» Short task:
Copy out the records from the line containing "Mark every instance of the long" through the end of the records, inclusive, with the requests included. Raise every x and y coordinate in the answers by 15, and leave the numbers in the requests and their sample points as they are.
Data entries start
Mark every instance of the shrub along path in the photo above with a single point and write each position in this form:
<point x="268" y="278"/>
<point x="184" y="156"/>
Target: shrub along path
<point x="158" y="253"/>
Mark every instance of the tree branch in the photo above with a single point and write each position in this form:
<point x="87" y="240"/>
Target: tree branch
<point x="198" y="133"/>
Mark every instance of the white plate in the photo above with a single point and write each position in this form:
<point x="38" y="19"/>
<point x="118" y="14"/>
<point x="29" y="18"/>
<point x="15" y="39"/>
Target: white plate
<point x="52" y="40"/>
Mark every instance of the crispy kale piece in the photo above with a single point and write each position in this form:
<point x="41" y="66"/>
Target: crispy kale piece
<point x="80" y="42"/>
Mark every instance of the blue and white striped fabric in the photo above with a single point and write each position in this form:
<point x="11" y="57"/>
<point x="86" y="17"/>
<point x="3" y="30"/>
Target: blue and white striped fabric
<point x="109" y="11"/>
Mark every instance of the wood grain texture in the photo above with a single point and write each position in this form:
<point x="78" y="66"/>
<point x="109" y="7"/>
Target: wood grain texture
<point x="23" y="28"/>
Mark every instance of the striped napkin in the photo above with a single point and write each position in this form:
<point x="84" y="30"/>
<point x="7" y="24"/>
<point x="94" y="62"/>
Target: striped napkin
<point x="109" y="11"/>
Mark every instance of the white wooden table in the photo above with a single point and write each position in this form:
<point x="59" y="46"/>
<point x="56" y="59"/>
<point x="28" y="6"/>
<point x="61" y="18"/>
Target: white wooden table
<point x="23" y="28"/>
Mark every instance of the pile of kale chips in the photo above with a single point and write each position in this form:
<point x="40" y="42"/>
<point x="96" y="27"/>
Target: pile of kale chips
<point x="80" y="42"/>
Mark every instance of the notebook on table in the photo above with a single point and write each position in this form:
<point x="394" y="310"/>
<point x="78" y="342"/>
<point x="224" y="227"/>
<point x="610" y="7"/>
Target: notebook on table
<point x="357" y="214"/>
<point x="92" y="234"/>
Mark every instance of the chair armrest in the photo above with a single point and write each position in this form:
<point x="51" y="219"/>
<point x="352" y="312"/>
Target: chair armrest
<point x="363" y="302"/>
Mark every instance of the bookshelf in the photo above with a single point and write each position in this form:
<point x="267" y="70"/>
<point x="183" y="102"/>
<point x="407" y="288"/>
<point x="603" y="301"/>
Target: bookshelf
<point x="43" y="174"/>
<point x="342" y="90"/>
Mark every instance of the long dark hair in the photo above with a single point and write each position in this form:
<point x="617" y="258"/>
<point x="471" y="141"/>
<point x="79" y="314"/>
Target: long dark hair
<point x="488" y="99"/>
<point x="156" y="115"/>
Data entries end
» Solution below:
Mark every instance of the long dark hair in the photo above with a single point and write each position in this form:
<point x="617" y="258"/>
<point x="471" y="141"/>
<point x="79" y="314"/>
Target: long dark hair
<point x="503" y="114"/>
<point x="171" y="130"/>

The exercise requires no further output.